» OBJECTIVE: How many of the lines below contain the string "this"? Case counts. Give only the number.

=====

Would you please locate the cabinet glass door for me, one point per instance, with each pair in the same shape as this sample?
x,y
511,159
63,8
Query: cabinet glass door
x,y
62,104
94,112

=====

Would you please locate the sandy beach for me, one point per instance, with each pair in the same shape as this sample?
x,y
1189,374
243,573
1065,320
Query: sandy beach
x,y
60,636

=====

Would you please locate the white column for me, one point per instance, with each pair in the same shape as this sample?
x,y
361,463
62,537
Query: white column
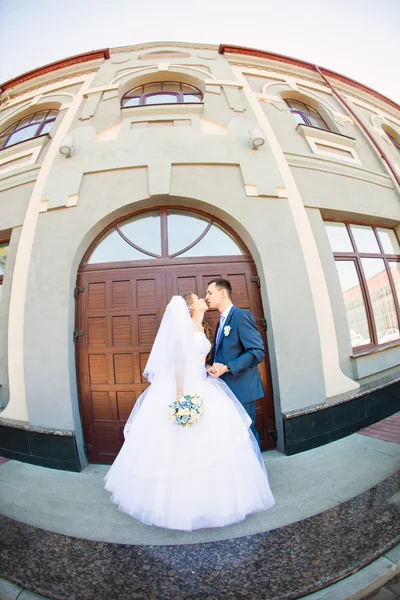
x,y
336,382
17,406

=====

» SOLVED EXERCISE: 3